WORK INSTRUCTION>
When the line containing "Query: submerged road" appears in the data below, begin copying there and stop only after the line containing "Query: bush".

Dataset items>
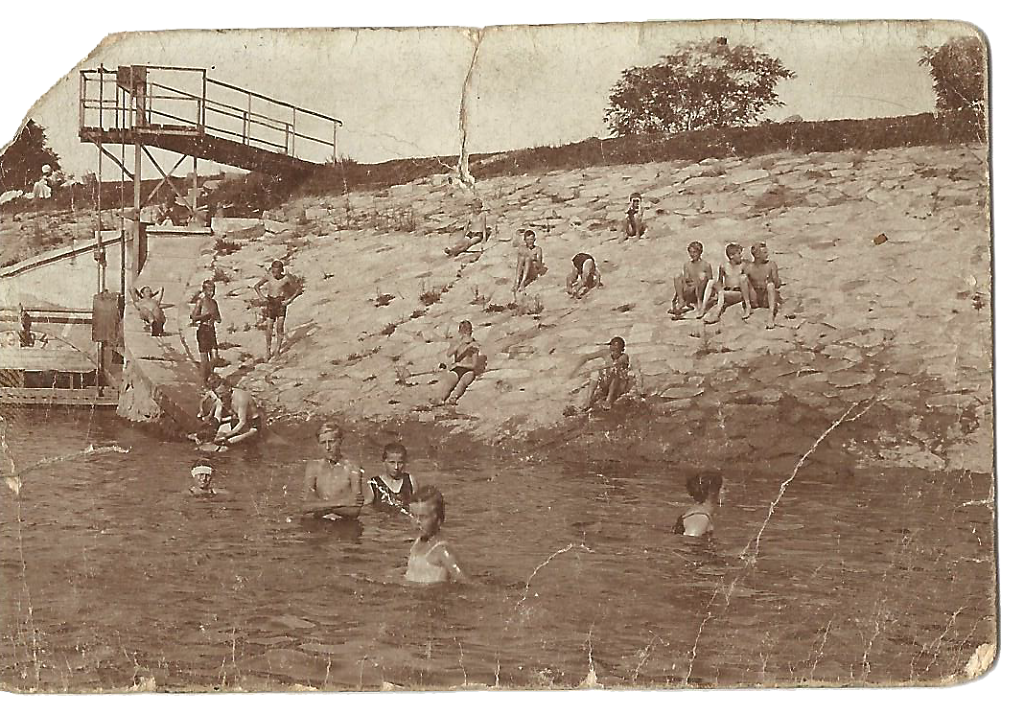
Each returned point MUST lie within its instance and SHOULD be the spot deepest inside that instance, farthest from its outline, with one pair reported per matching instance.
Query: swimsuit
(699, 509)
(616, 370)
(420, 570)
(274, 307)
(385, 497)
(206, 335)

==

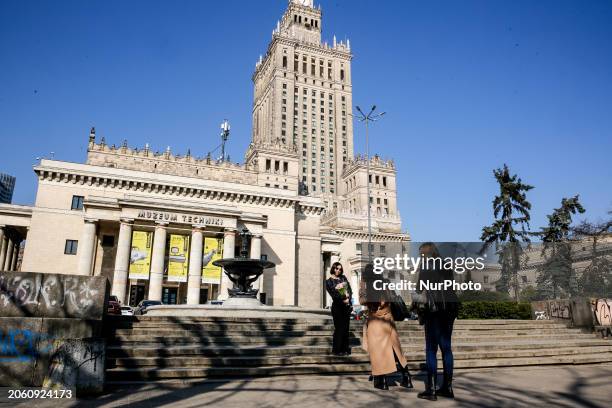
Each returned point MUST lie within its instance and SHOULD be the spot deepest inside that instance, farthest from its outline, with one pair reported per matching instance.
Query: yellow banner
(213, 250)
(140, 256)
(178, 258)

* * *

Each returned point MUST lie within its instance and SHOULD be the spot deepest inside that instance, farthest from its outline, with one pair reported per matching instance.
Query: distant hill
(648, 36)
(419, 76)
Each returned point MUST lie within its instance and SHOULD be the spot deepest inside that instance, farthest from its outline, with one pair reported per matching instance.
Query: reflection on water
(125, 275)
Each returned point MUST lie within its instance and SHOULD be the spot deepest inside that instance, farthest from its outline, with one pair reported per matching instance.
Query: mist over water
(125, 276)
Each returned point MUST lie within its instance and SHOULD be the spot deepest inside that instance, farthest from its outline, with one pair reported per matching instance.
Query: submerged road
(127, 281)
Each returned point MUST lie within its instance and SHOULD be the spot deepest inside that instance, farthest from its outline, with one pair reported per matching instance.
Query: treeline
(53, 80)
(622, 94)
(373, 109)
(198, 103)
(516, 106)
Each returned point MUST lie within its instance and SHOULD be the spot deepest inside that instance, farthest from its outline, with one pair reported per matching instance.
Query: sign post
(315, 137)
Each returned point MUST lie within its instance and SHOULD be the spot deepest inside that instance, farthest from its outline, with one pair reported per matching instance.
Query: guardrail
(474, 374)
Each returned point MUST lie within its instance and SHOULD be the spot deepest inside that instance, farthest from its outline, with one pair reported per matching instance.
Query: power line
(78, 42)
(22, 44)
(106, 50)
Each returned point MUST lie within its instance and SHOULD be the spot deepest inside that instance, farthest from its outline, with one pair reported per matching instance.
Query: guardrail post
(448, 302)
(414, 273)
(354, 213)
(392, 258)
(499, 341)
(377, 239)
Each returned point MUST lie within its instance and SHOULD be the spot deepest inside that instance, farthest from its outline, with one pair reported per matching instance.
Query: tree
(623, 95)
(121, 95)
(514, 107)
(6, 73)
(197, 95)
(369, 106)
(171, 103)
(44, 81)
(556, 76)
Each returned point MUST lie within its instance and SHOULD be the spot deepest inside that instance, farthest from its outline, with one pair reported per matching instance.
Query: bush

RESULT>
Query: submerged road
(127, 281)
Each returned point MUST lie within its instance and SHOULD be the spot deepest inside that instance, farthest from its outline, with one pair reported per matching instance.
Query: treeline
(53, 80)
(622, 94)
(373, 109)
(198, 103)
(516, 106)
Each returned point MUST lie within its instance and SHOULD be the spot deepest inside that instance, farthest from its outline, with one pair reported per matching instance.
Query: sign post
(315, 137)
Each returned point MUST lie within its instance and SHOULD be the spot deepest inside that instance, farthest from its outline, with one pair reported per matching instance.
Query: guardrail
(474, 374)
Each returned point MUST lie within its instance and SHOULD be the spot deepest inside that instance, farthest from its outline, with one pair reported per matching instance.
Query: power line
(78, 42)
(22, 44)
(106, 50)
Each returned point MUST lie within its instance and SHOULD be the spot deepest inside that instance, farthest from its outline, with one pair reported per matching instance.
Query: guardrail post
(448, 302)
(414, 273)
(354, 213)
(392, 258)
(499, 341)
(377, 239)
Each returned point MUST lie within its instance and SHOULD be the spot deepest inside that instance, farthest from its outline, with one pair reported per matching instance.
Query: tree
(623, 95)
(121, 95)
(514, 107)
(6, 73)
(197, 95)
(369, 106)
(171, 103)
(44, 81)
(556, 76)
Each returned point MUST lie within its instance and SHOULD be the spot deepest inside that instance, farthest from its outline, with one pair reported per matching instance.
Query: bush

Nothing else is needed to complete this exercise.